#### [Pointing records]
⟨
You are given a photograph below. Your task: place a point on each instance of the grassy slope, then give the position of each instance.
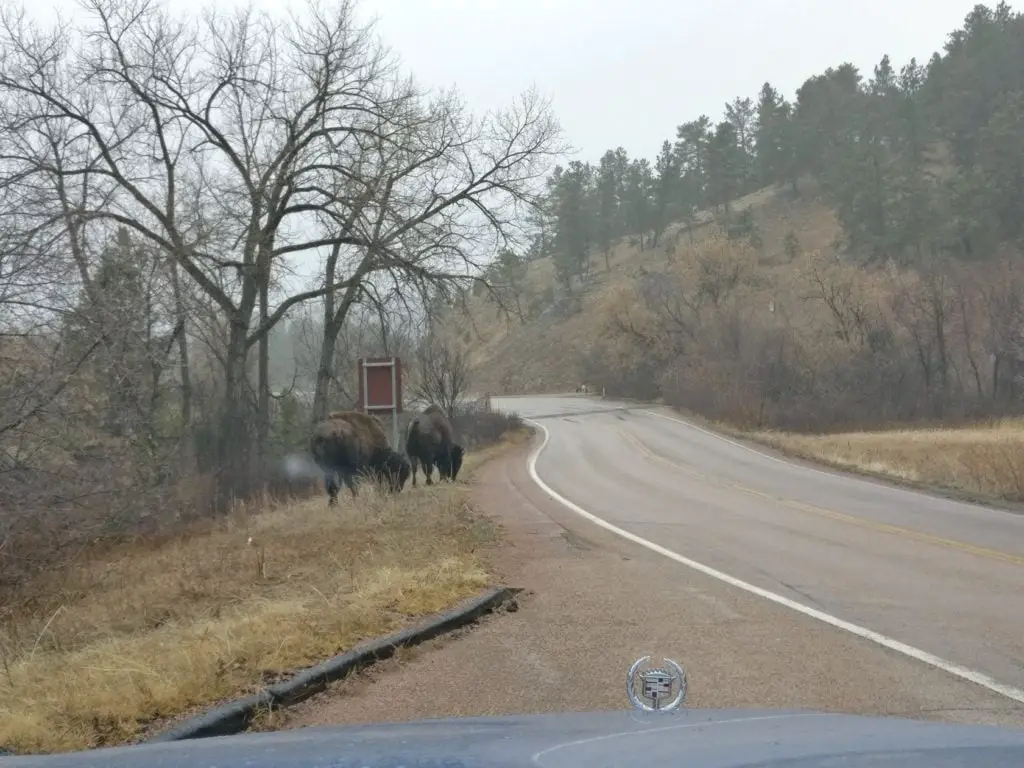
(547, 353)
(146, 631)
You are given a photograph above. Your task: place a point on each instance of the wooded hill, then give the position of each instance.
(847, 257)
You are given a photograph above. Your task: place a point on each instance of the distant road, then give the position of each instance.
(943, 577)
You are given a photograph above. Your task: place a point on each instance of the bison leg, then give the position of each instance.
(331, 483)
(349, 480)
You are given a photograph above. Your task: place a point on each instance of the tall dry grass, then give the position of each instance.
(143, 631)
(985, 460)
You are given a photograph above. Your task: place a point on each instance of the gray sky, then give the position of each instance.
(628, 73)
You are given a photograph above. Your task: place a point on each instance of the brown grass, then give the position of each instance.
(986, 461)
(142, 632)
(549, 352)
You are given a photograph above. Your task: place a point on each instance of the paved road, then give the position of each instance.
⟩
#### [Task requirements]
Substitute "image" for every occurrence of "photograph" in the listing, and reproduce it with all other text unchanged. Omit the pictures.

#### [Solution below]
You are given a image below. Your task: place a point on each instance of the grassy slope, then give the position of each instance.
(547, 353)
(146, 631)
You are given a image above. Your task: place a point on each instance of the wooded hill, then give the position of each instance.
(847, 257)
You are given a image above. Your task: place a point on each instance of the distant road, then give the position of each instance.
(943, 577)
You are given a image above. Your task: place a point on each instance of the bison leg, then give the position of each instance.
(331, 483)
(349, 480)
You are given a image above. Your task: place a point on each instance of the tall dry grass, then give the position of each instance.
(143, 631)
(985, 460)
You are given a image above. Your task: place a point on each instance of the gray sky, then give the position of each instance.
(628, 73)
You are given a image above. Your task: place a point on each instance of the brown grass, then give the position of each instance.
(986, 461)
(142, 632)
(549, 352)
You are given a image above. Your task: place a point on each instance of the paved road, then give the position of each instance.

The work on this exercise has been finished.